PROBLEMS AND TASKS -
A) Could you copy, word for word, the part of the article on the fraud oversight committee's report starting with "Robbins said the" and going on through "or leaders accountable."?
B) Does the article on the fraud oversight committee's report agree with each of these statements: (i) the committee held 25 meetings, (ii) both DFLers present voted against the report, (iii) the report contains 18 recommendations? Answer yes or no for each, quoting the words of the article that decide it.

SOURCE EXTRACT -
::::::
For the first time in state history, a committee was created in January 2025 to specifically focus on oversight.
A report summarizing that work and providing recommendations for improvement was approved Wednesday by the House Fraud Prevention and State Agency Oversight Policy Committee — or most of it.
The four present Republicans voted for the 84-page document that was previously signed by all five Republican committee members. Both present DFLers abstained.
The lack of consensus was not surprising, as opinions of the committee’s purpose and whether it did enough to aid in fighting fraud fell along party lines.
Rep. Kristin Robbins (R-Maple Grove), the committee chair, spoke glowingly of the work that occurred during the committee’s 25 meetings. While acknowledging fraud prevention is important, Rep. Dave Pinto (DFL-St. Paul) called the committee a “spectacle” and a “missed opportunity.”
Said Robbins: “We have helped illuminate the vast fraud that is criminally stealing money from taxpayers and is hurting our most vulnerable. … The fraud that has been enabled and covered up by the Democrat administration has hurt Minnesotans. And continues to hurt them.”
'Everyone is mad about fraud'
DFLers questioned that effectiveness.
“Everyone is mad about fraud; fraud has no political bias. We are in a tie House. True progress requires collaboration. We have seen that in other committees,” Pinto said. “This committee has been so committed to political points it has achieved nothing, and having this document as the conclusion is the final confirmation.”
Pinto noted nobody from his side was consulted with input or review for a partisan report that, he said, includes some fraudulent claims.
“To provide one example, it says the attorney general has prosecuted very few fraud cases when, in fact, we heard in this committee evidence it’s one of the most effective AG-fraud control units in the country,” he said.
“I was in public safety where we heard about the Medicaid fraud unit that is under-resourced compared to other states, which we are taking care of, and overperforming,” added Rep. Emma Greenman (DFL-Mpls).
Pinto also noted that many fraud-fighting bills were approved by other committees, while the fraud committee did not.
Robbins countered that an oversight committee brings people before it and its final product is a report, or reports if a minority one is created, which she would welcome. “Our role is to have hearings, to uncover fraud, to decide where to strengthen internal controls and create those bills that get passed by other committees. We have done that work.”
What’s in the report
Per the executive summary, “After two dozen hearings with dozens of witnesses, hundreds of whistleblower reports and reviewing hundreds of documents and reviewing years of Office of Legislative Auditor reports, it is clear that the breadth and depth of fraud in Minnesota is much worse than anyone thought possible, and stretches across multiple agencies in the Walz Administration.”
Robbins said the administration created a culture where fraud is accepted, tried to suppress that it occurred, and failed to hold any agency staff or leaders accountable.
“One of the values of this committee is exposing the scope of the fraud that has gone on in Minnesota government,” Robbins said. “We first thought it was child care, then it was Feeding Our Future, and from there that same pattern morphed into a lot of the Medicaid waiver services programs. … The agencies have the tools, they could have done more on the front end, they could have declared a program high-risk much earlier, they could have done unannounced site inspections, they could have done prepayment reviews. Any of these things years ago would have helped reduce the volume of the fraud.”
The report contains 18 recommendations going forward including technology modernization; requiring documentation and in-person site visits before a program provider can bill the state; requiring electronic attendance records for child and adult day cares, sober homes and autism centers; and creating a stop-payment mechanism to halt payments when a program budget increases by at least 50% over the prior year.
What’s next
Robbins wants the committee to continue in the future, no matter which party is in control.
“The work we’ve done has hopefully carved a path for the next Legislature in the next biennium to continue this important work,” she said. “It’s going to take many years, unfortunately, to undo the damage that has been done to taxpayers and vulnerable residents, but we must continue to expose the fraud, to strengthen internal controls and make sure that fraudsters and agency officials are held accountable.”
::::::
DATASET CONTENT -
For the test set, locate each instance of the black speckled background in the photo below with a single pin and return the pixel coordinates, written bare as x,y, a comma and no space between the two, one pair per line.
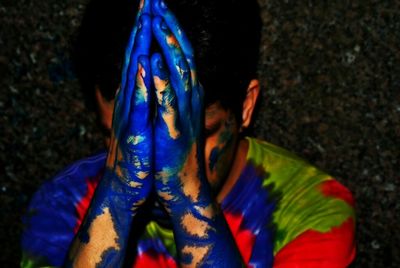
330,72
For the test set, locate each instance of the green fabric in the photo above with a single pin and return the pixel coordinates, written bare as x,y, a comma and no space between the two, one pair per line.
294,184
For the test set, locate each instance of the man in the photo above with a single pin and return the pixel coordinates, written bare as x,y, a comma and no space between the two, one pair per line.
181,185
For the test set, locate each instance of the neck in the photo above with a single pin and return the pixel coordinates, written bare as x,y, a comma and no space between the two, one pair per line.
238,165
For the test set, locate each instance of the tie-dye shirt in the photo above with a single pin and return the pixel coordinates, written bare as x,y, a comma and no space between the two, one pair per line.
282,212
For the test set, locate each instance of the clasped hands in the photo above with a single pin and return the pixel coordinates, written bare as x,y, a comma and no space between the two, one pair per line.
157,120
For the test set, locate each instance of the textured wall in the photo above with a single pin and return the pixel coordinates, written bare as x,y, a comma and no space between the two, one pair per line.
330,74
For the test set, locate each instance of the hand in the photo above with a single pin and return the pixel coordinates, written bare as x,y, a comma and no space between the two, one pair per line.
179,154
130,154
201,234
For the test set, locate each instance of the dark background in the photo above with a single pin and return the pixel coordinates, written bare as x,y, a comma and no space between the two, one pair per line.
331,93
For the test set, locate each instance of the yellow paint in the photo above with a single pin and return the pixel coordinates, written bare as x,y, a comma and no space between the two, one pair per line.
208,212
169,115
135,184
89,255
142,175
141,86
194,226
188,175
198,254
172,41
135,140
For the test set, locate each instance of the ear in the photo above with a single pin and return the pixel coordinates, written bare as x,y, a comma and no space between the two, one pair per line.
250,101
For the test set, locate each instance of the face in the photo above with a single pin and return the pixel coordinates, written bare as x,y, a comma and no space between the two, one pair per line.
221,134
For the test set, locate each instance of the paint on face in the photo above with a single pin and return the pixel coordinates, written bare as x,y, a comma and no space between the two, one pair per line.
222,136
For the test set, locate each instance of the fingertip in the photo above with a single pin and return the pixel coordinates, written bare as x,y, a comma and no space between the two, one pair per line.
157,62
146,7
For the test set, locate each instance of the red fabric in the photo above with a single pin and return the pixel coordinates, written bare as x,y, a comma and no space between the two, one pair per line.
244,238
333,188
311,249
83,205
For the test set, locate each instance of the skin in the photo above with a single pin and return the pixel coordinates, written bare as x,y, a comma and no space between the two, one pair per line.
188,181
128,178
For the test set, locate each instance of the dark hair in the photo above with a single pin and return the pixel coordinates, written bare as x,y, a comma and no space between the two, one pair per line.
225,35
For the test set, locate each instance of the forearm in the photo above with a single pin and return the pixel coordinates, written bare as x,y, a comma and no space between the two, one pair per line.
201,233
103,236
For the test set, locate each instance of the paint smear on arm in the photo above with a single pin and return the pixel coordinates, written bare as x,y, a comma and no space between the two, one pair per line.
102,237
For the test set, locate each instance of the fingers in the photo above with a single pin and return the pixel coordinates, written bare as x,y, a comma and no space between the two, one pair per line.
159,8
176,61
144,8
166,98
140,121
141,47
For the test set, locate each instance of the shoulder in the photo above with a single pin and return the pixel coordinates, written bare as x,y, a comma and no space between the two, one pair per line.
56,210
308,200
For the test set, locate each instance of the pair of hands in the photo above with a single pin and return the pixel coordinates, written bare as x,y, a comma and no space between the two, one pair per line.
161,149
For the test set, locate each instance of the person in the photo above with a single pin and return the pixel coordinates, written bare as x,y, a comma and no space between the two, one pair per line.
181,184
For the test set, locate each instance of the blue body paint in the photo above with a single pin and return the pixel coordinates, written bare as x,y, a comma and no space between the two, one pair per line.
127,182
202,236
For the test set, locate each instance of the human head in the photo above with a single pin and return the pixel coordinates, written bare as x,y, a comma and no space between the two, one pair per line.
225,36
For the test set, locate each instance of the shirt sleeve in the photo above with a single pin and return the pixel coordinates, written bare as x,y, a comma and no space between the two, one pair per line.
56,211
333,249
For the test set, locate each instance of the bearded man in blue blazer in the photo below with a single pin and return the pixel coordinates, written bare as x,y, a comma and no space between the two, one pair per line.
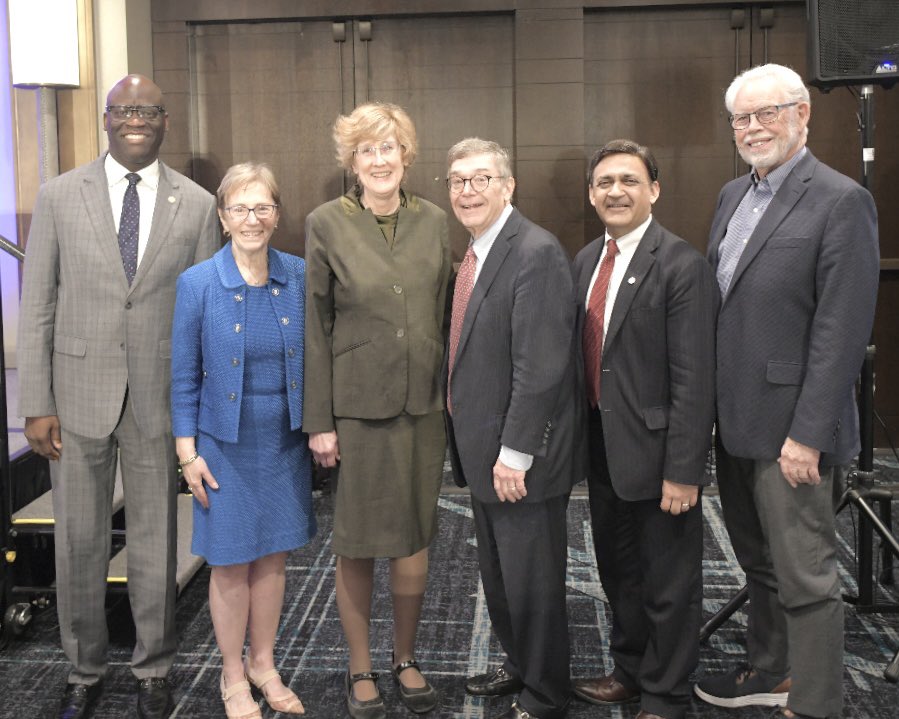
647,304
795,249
::::::
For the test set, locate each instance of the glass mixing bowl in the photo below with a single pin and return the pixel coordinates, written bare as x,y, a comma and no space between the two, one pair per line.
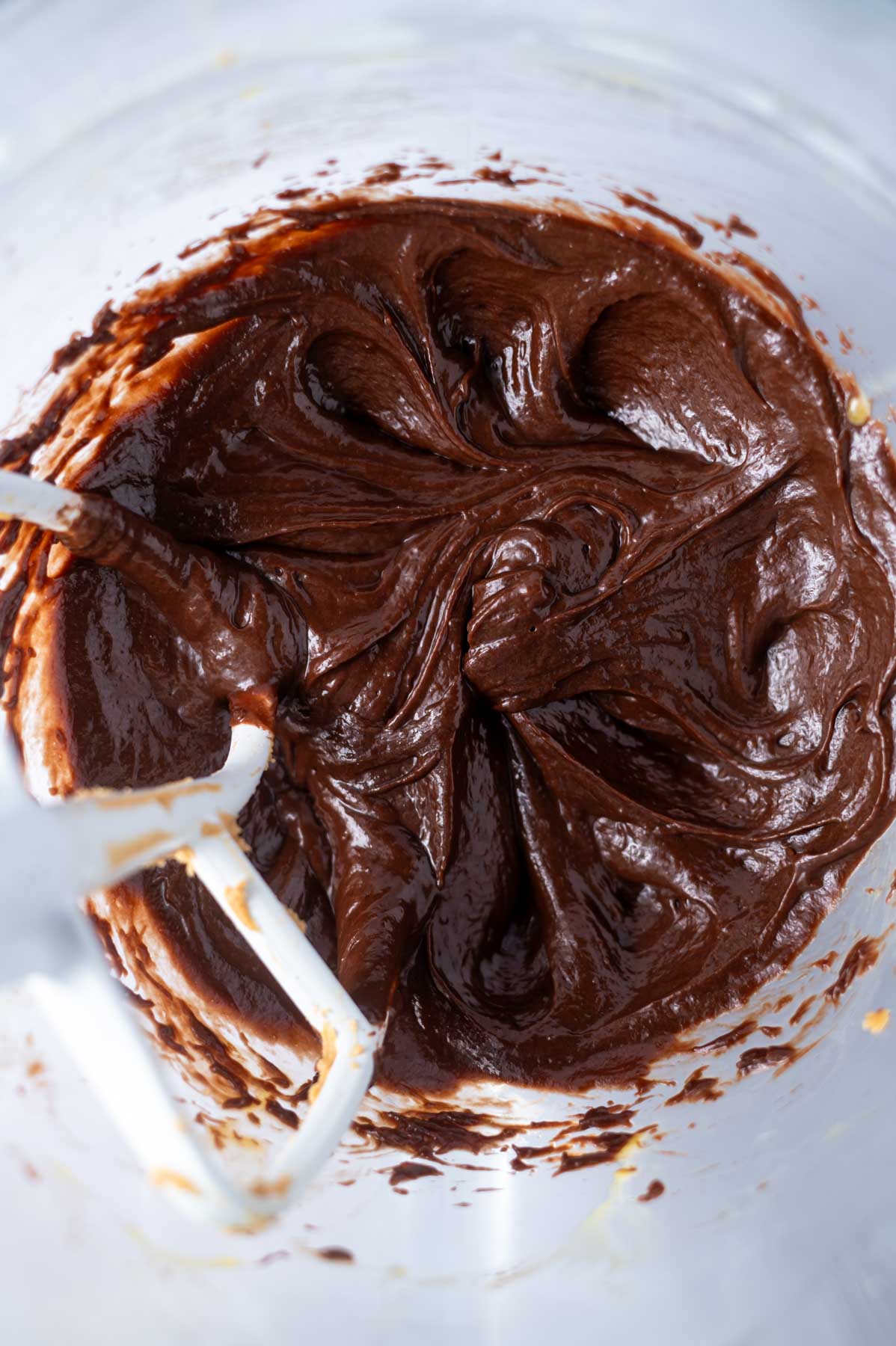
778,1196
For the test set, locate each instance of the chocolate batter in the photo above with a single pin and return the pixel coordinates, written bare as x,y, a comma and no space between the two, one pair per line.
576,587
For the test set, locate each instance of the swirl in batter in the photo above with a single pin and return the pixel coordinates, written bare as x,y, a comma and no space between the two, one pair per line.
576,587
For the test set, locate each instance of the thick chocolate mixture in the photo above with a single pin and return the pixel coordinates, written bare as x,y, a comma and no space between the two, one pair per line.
::::::
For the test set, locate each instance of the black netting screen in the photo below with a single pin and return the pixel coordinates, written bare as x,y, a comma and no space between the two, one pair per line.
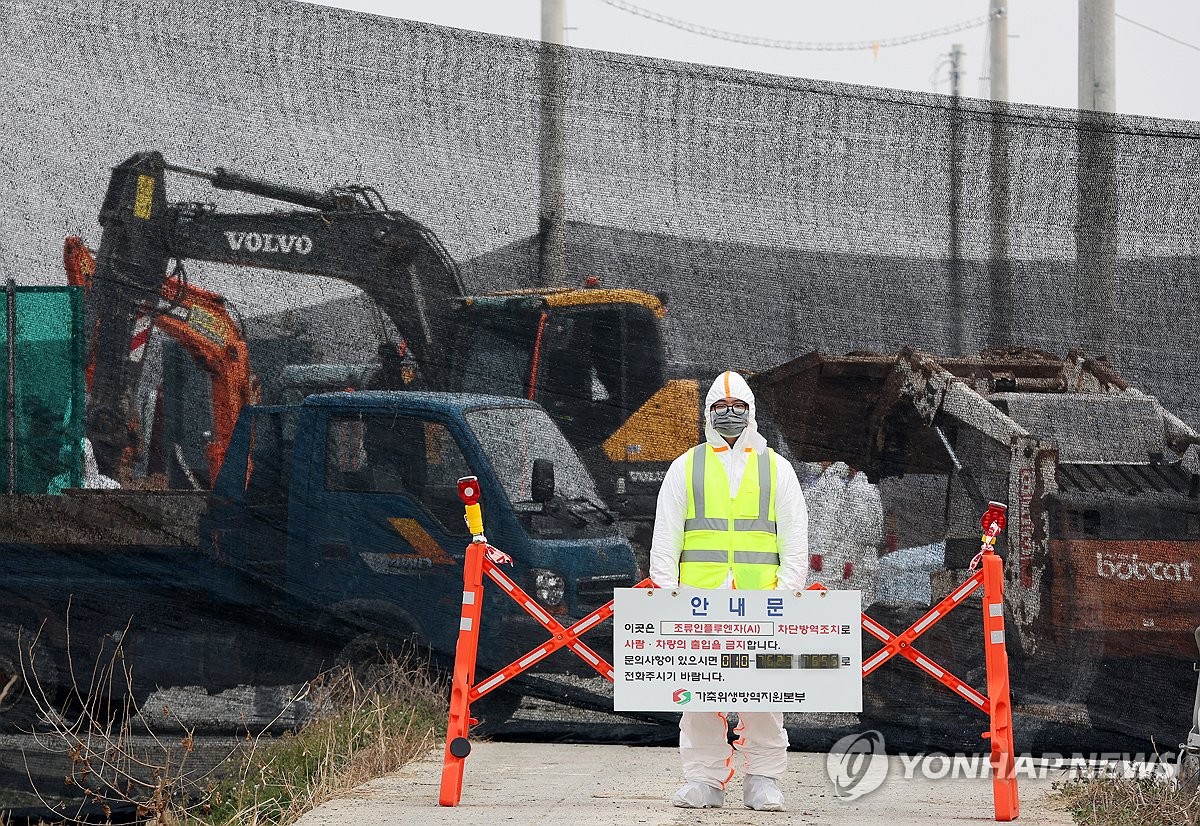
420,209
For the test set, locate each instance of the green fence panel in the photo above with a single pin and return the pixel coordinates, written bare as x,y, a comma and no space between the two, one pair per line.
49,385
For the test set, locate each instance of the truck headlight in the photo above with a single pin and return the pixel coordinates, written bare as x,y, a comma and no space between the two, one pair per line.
::::::
RESULTS BY TASK -
A)
Robbins said the administration created a culture where fraud is accepted, tried to suppress that it occurred, and failed to hold any agency staff or leaders accountable.

B)
(i) Yes: "the committee’s 25 meetings"
(ii) No: "Both present DFLers abstained."
(iii) Yes: "The report contains 18 recommendations going forward"